Instruction: Could you write out, word for word, the whole forum thread below about how far a service panel must be from water lines?

Passage:
****

# Required spacing between service panel and water line?



## Tinstaafl (Jan 6, 2008)

A buddy called this evening with one I couldn't answer.

He's going to be installing a service panel, and the HVAC guy told him it has to be at least 3' away from any water lines. That's one I never heard of, and a quick check in my code book didn't turn anything up.

True or false?

We're under the '08 NEC here.


----------



## griz (Nov 26, 2009)

In the ditch separation is pretty common, but I have also not heard of that 3' rule.

Could be a local thing.


----------



## Calidecks (Nov 19, 2011)

The only thing I've ran into is working space in regards to a hot water heaters proximity to a panel box. Which is three feet. has nothing to do with water though. Pretty sure I've had waterline close to panels without issue. Don't think there's a separation requirement.


----------



## Big Shoe (Jun 16, 2008)

I would guess false. Water source like sink or hose bib maybe true. 

But what do I know. Just a common sense guess.


----------



## rrk (Apr 22, 2012)

As it was explained to me by my electrician, no water line con be in the work space of the panel. None in the space 30" wide 6'7" high and 36" from the panel.

like this

http://www.jlconline.com/how-to/interiors/q-a-electrical-panel-location-in-kitchen_o


----------



## Inner10 (Mar 12, 2009)

Never heard of that.


Sent from my Nexus 6P using Tapatalk


----------



## Tinstaafl (Jan 6, 2008)

rrk said:


> As it was explained to me by my electrician, no water line con be in the work space of the panel.

****

Data section:

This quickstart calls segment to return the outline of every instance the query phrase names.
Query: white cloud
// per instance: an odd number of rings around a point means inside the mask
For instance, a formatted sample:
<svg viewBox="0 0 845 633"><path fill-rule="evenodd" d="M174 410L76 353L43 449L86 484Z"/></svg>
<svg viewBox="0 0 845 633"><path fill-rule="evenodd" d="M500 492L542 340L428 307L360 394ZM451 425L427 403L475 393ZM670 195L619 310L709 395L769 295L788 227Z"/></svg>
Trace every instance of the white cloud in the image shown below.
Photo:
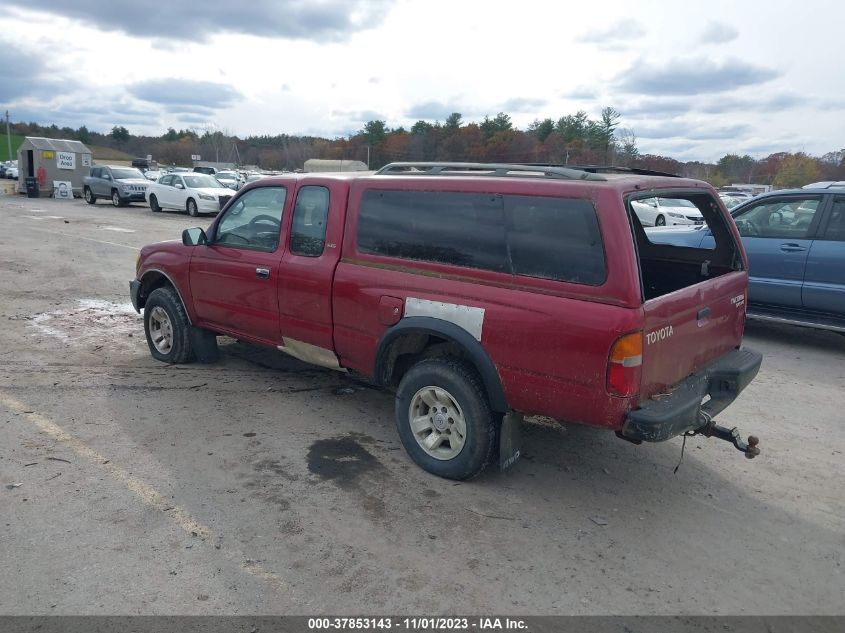
<svg viewBox="0 0 845 633"><path fill-rule="evenodd" d="M845 138L845 74L828 63L842 56L845 6L820 0L773 0L766 11L711 0L703 27L699 8L668 0L606 0L601 11L552 1L313 0L268 18L270 4L234 7L233 22L178 39L166 13L137 3L114 4L99 22L79 19L85 2L4 5L0 48L21 53L0 63L0 109L13 120L150 134L200 113L239 136L332 138L369 115L407 129L452 112L471 122L505 111L525 128L613 106L642 149L706 159L767 139L821 154ZM127 20L142 10L133 31ZM274 30L279 16L296 24ZM808 20L812 45L797 45L794 25ZM176 77L200 82L179 107L173 84L162 83ZM139 94L139 85L160 94ZM667 122L678 125L657 127Z"/></svg>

****

The solution:
# Required spacing between service panel and water line?



## Tinstaafl (Jan 6, 2008)

A buddy called this evening with one I couldn't answer.

He's going to be installing a service panel, and the HVAC guy told him it has to be at least 3' away from any water lines. That's one I never heard of, and a quick check in my code book didn't turn anything up.

True or false?

We're under the '08 NEC here.


----------



## griz (Nov 26, 2009)

In the ditch separation is pretty common, but I have also not heard of that 3' rule.

Could be a local thing.


----------



## Calidecks (Nov 19, 2011)

The only thing I've ran into is working space in regards to a hot water heaters proximity to a panel box. Which is three feet. has nothing to do with water though. Pretty sure I've had waterline close to panels without issue. Don't think there's a separation requirement.


----------



## Big Shoe (Jun 16, 2008)

I would guess false. Water source like sink or hose bib maybe true. 

But what do I know. Just a common sense guess.


----------



## rrk (Apr 22, 2012)

As it was explained to me by my electrician, no water line con be in the work space of the panel. None in the space 30" wide 6'7" high and 36" from the panel.

like this

http://www.jlconline.com/how-to/interiors/q-a-electrical-panel-location-in-kitchen_o


----------



## Inner10 (Mar 12, 2009)

Never heard of that.


Sent from my Nexus 6P using Tapatalk


----------



## Tinstaafl (Jan 6, 2008)

rrk said:


> As it was explained to me by my electrician, no water line con be in the work space of the panel.